• [YOUR ASSIGNMENT]: Starting at the line that contains "Put a point on the man with", return each line exactly as written until the listing below ends, and return no other line.

THE DATA Block Start

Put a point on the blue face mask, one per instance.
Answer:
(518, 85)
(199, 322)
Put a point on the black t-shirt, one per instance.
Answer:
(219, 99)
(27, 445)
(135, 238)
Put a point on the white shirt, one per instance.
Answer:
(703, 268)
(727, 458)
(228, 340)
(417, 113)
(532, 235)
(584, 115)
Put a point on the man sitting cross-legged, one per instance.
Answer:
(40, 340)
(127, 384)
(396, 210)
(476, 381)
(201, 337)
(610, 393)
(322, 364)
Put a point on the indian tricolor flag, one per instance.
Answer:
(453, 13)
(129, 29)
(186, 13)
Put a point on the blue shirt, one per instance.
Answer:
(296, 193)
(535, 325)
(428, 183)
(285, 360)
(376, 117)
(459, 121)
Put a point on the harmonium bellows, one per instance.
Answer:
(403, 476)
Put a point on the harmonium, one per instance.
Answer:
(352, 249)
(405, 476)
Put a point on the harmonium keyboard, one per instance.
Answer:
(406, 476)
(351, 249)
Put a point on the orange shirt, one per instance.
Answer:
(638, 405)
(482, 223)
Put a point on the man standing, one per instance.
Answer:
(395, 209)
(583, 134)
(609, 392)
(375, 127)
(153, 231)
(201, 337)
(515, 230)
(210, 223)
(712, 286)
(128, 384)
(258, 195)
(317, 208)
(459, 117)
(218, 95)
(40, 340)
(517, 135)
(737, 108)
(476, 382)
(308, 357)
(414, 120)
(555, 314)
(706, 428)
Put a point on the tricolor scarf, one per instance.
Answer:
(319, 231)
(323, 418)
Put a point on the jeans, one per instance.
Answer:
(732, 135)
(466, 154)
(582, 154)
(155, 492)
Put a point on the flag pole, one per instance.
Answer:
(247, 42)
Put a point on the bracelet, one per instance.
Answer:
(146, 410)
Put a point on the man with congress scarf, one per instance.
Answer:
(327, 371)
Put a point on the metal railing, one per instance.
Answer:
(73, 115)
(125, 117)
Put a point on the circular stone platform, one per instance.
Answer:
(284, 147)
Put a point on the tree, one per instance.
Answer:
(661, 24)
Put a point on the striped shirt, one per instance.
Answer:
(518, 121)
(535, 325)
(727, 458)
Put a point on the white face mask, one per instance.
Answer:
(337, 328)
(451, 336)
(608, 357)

THE DATA Block End

• [OUTPUT FOR THIS EXERCISE]:
Put a point on the man with congress scarf, one per instance.
Answer:
(327, 371)
Put a point on the metal railing, one per instance.
Answer:
(73, 115)
(125, 117)
Put a point on the circular stone platform, one per instance.
Answer:
(284, 147)
Put a point on the tree, one per instance.
Answer:
(661, 24)
Put a point on the striped shirt, one per instance.
Answer:
(518, 121)
(535, 325)
(727, 458)
Put a point on the white face mask, one per instance.
Answer:
(337, 328)
(451, 336)
(608, 357)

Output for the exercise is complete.